- [Instructions]
1 > In the passage on the Kanakapura region, what is the annual rainfall?
2 > From the passage on the Kanakapura region, copy out the words starting at "The Kanakapura region" and ending at "103 sq kms.".
3 > Continue the passage on the Kanakapura region after its final sentence.

The Kanakapura region stretches over approximately 1590 sq km from suburban Bangalore at one end, to Bannerghatta National Park and the Kanakapura and Sathanur ranges bordering the northern bank of the Cauvery River at the other end. The land lies at an elevation of 800m to 900m, with temperatures between 20ºC to 27ºC and an annual rainfall of 805.2 mm. ATREE’s work is in and around the Bilikal Reserve Forest (BRF), which is the largest reserve forest among the 12 reserve forests in Kanakapura, with an area of 103 sq kms.

- [Data]
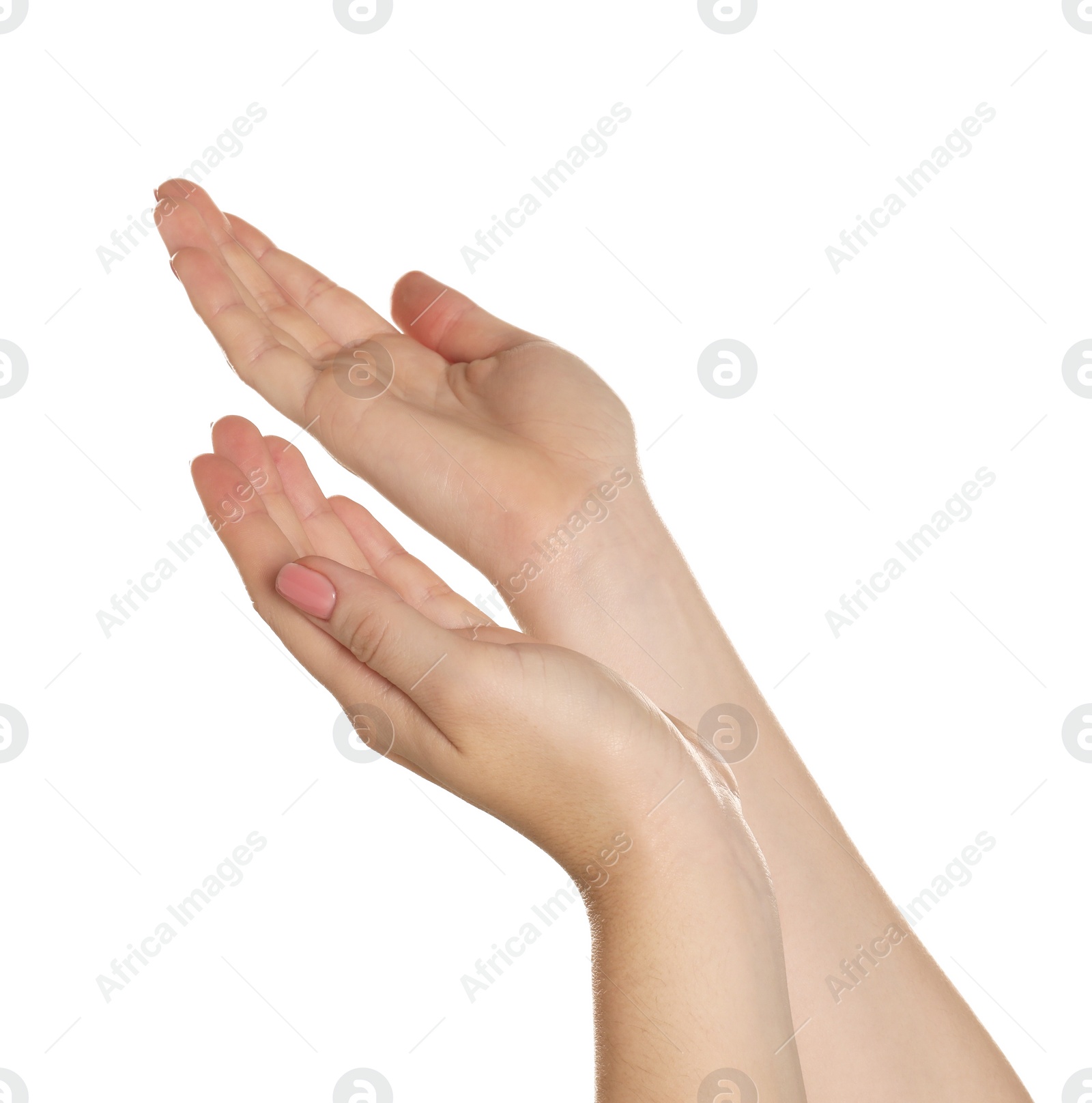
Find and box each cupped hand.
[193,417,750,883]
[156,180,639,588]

...

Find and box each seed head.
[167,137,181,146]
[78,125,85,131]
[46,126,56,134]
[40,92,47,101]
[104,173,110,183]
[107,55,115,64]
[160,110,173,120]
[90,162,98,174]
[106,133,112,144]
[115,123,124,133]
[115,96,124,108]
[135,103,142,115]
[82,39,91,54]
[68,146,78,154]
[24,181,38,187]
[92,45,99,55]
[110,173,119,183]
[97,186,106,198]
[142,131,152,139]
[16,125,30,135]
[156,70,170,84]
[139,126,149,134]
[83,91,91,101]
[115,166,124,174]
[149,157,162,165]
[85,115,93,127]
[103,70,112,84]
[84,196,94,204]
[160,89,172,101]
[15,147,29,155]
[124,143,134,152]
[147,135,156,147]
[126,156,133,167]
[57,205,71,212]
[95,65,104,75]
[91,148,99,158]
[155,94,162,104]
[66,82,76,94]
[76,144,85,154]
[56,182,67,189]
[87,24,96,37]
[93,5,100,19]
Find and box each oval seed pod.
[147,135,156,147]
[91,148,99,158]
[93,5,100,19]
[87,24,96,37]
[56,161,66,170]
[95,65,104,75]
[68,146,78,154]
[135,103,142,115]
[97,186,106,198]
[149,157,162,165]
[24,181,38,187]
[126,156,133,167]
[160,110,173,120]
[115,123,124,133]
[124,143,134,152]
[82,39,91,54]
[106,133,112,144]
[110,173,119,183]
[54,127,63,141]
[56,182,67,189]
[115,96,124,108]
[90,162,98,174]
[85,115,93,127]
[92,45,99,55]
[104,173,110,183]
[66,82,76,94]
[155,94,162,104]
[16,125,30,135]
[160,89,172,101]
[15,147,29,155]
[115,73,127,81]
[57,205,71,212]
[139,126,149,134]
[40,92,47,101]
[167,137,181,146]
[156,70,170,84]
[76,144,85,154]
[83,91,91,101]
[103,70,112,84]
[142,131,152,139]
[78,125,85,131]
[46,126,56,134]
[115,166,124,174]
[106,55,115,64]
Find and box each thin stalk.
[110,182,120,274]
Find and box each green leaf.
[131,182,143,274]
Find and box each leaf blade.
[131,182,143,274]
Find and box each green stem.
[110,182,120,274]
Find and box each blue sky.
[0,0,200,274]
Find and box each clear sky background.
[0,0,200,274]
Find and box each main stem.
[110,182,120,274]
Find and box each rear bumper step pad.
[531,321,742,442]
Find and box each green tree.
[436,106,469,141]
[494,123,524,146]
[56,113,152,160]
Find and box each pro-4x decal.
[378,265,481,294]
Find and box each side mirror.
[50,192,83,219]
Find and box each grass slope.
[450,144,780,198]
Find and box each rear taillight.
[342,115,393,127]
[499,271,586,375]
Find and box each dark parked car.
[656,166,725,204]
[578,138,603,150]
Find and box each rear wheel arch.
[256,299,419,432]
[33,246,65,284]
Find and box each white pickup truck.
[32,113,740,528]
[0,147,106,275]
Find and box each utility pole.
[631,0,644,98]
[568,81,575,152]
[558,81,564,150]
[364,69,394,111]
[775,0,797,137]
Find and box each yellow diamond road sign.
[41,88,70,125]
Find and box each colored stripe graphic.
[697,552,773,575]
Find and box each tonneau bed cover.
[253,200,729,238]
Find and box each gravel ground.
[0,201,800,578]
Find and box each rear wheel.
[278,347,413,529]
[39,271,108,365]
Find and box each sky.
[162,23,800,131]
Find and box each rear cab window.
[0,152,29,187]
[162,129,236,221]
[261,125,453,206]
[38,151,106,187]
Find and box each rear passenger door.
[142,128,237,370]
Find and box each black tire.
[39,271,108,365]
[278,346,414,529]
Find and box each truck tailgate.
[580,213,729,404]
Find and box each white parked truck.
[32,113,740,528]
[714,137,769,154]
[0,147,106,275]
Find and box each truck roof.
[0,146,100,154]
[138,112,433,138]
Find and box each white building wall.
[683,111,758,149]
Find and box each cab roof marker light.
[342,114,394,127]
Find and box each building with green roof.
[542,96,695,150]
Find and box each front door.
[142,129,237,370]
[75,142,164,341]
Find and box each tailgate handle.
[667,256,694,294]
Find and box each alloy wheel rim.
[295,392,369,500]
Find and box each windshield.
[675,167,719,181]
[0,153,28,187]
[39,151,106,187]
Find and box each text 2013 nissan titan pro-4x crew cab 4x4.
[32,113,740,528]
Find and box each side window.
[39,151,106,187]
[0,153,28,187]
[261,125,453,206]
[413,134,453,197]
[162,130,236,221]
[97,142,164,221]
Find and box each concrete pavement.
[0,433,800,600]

- [Written responses]
1 > 805.2 mm

2 >
The Kanakapura region stretches over approximately 1590 sq km from suburban Bangalore at one end, to Bannerghatta National Park and the Kanakapura and Sathanur ranges bordering the northern bank of the Cauvery River at the other end. The land lies at an elevation of 800m to 900m, with temperatures between 20ºC to 27ºC and an annual rainfall of 805.2 mm. ATREE’s work is in and around the Bilikal Reserve Forest (BRF), which is the largest reserve forest among the 12 reserve forests in Kanakapura, with an area of 103 sq kms.

3 >
The Kanakapura forest is scrub and dry deciduous, with interspersed agricultural land. It serves as an important elephant corridor which is getting progressively squeezed due to land use patterns in the region. Major fauna in the range includes the common mongoose, leopard, wild pig, dhole, elephants, Indian hare, flying fox, black drongo, cattle egret, common myna, Indian roller, jungle owlet, small green barbet etc. The dominant tree species are Albizia lebbeck, Anogeissus latifolia, Chloroxylon swietenia, Dodonaea viscosa, Decalepis hamiltonii, Erythroxylon monogynum, Feronia elephantum, Holoptelea integrifolia, Phyllanthus emblica, Pongamia glabra, Premna tomentosa, Randia dumetorum, Shorea roxburghii, Tamarindus indica, Terminalia species, Wrightia tinctoria. Species that constitute the major market-driven nontimber forest products (NTFP) in the area are tamarind, Feronia elephantum, Emblica officinalis and Decalepis hamiltonii. In descending order of demand are the bark of Cassia fistula, Terminalia bellerica seeds, Bambusa arundinacea, Phoenix sylvestris and honey. Some of the NTFP’s like bidiru kalale (bamboo shoot), sige soppu are used for self consumption.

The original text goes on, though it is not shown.